— begin —
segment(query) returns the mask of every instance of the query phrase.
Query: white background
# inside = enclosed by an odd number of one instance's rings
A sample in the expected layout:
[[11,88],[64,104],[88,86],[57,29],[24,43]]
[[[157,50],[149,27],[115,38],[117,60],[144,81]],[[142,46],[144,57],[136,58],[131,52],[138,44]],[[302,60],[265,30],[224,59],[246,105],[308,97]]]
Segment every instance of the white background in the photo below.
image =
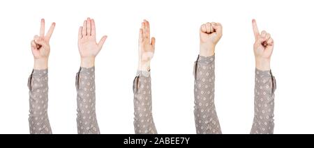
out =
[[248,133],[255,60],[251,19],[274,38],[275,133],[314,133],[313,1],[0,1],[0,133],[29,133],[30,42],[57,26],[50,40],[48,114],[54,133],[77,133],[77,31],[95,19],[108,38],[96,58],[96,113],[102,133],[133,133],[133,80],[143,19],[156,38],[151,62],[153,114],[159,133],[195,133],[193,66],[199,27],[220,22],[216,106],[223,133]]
— end —
— begin —
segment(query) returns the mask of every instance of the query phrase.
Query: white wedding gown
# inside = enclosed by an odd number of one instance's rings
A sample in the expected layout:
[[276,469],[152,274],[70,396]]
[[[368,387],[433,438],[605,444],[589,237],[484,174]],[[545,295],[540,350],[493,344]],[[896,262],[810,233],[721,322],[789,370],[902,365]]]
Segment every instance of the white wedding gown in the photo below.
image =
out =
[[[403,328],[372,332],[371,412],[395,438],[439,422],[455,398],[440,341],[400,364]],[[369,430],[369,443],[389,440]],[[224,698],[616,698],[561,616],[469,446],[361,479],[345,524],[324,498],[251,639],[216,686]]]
— end —
Pull out every line of the entries above that contains the string "white". Case counts, so match only lines with that exact capitalization.

RESPONSE TO THE EXERCISE —
Query: white background
Segment every instance of the white background in the photo below.
Query: white wedding gown
Segment every instance of the white wedding gown in the photo below.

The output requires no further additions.